Thursday, August 11, 2005

Have We Been Here Before?

"I have spent most of my life in recovery from the church" Philip Yancey Soul Survivor Doubleday, 2001.

A friend recently gave me a copy of Soul Survivor (a gesture which I find amazing although it was incredibly simple) with the scrawled inscription in it of "here's to the ultimate search of letting go and finally getting it". Over the years I have seen this guy grow from a new christian to where he is now, which is in the same place as me. We have sat many times and tried to work through various issues in our faith. He knows I am in a dry place of questioning, because he is there right now himself. I think his inscription speaks volumes to where I am at.

letting go...
I have been trying to figure out for some time now why it is that I have this existential angst. Why do I feel this way? I have not been able to put my finger on it. The only thing I come up with is that I am trying to deconstruct my religious upbringing; trying to dismantle, scrutinize, hold it up to the light, and buff or discard those things that are rusty and/or don't belong (this blog is, in a way, the textual ranting of this process). Yancey says ' Unavoidably, and by instinct, I question and re-evaluate my faith all the time' (7). Reading this gives me some comfort. I am not some kind of spiritual deviant; I am not alone in this arid place of questioning. I have always looked up to Yancey as a christian 'literary' writer, ever since I read 'The Jesus I Never Knew' in my first year of University. (As an aside, I was very happy to read that many of Yancey's heroes are not, in fact, christians. I take comfort in this, as I admire aspects of people like the Dali Lama. )

[GIVEN ENTRIES]
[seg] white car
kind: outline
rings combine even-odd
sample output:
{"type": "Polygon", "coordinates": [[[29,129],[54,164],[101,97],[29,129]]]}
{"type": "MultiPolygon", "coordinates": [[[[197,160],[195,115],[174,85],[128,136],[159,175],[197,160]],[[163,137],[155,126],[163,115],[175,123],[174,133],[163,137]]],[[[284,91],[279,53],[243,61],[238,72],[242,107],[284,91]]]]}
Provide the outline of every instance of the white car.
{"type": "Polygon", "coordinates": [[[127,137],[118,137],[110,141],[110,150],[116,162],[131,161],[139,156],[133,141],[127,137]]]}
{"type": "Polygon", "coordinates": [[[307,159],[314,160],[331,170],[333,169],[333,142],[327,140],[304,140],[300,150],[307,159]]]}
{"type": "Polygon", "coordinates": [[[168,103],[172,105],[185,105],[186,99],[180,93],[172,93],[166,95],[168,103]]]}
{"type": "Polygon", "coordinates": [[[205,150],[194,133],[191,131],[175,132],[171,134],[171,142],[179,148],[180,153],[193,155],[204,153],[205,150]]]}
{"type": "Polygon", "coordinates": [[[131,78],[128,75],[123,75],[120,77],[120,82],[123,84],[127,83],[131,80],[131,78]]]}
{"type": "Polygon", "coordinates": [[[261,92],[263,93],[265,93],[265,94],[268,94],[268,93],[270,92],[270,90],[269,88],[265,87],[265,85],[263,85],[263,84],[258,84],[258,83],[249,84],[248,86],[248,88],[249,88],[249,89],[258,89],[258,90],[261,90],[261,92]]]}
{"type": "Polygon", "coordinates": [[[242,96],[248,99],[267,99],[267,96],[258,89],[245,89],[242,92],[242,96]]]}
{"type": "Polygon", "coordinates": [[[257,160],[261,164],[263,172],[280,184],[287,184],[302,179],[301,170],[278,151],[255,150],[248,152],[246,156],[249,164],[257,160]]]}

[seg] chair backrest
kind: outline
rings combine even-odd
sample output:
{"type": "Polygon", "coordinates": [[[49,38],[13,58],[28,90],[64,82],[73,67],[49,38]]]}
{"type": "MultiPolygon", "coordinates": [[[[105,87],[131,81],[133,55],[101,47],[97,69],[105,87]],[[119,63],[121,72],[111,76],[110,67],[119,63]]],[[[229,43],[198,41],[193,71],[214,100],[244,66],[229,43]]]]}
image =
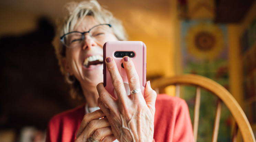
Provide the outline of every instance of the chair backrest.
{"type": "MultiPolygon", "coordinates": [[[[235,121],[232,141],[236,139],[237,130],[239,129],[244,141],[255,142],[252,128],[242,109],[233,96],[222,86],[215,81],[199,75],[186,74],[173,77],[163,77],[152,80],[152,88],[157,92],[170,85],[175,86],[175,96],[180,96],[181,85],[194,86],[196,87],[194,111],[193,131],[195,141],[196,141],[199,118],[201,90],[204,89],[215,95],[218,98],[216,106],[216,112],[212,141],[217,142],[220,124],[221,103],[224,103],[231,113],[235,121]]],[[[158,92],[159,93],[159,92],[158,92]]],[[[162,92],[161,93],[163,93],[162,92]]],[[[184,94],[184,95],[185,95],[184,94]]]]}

[WRITTEN REQUEST] Carry on the blog post about questioning one's faith, picking up after its last sentence. The rows are separate material from the blog post.

[EXERCISE RESPONSE]
Back to the whole idea of deconstruction...I guess part of this is I have heard of the great mistakes of the various churches we grew up in (mainly one), but these are churches that laid the foundations of my faith. It is disheartening to me to see some glaring places where they 'got it horribly wrong'. It causes me to question the rest of what I was taught.
I am thinking right now of that suitcase we have all carried our whole life, adding to it the teachings and heresies we have accepted over the years. There comes a point when you need to pull it out and sort through that thing before it gets too heavy and starts dragging you down.

MJM and I were aiming to summit a mountain a few weeks ago. The problem slowing us down was that when we hit the alpine landscape (rocks, no trees) all landmarks became lost. What we were left with were these rock cairns, sort of like inukshuks the Inuit use to mark their path. No problem, right? Well, when there are multiple routes to the peak, with many, many cairns marking each route, it becomes incredibly hard to stay on route and on track. We spent a lot of time trying to decipher which markers were the 'right' ones to follow.
It's that scene in Lord of the Rings where Sam and Frodo are wandering in the mist, circling, looping, thinking they are going somewhere when in fact that is the same rock they just passed a few minutes ago. If you don't stop and realize it, you will continually be lost and be content with that.
I am wondering now, which cairns I followed in walking out my faith. How much heresy and legalism did I un-knowingly swallow as the true path?



getting it...

That is what I am aiming for. Getting it.
I am tired of the stale 'western' christianity which is a shell of the original.
I am tired of being given formulas for how to cure what ails your christian soul and keep you on the straight and narrow.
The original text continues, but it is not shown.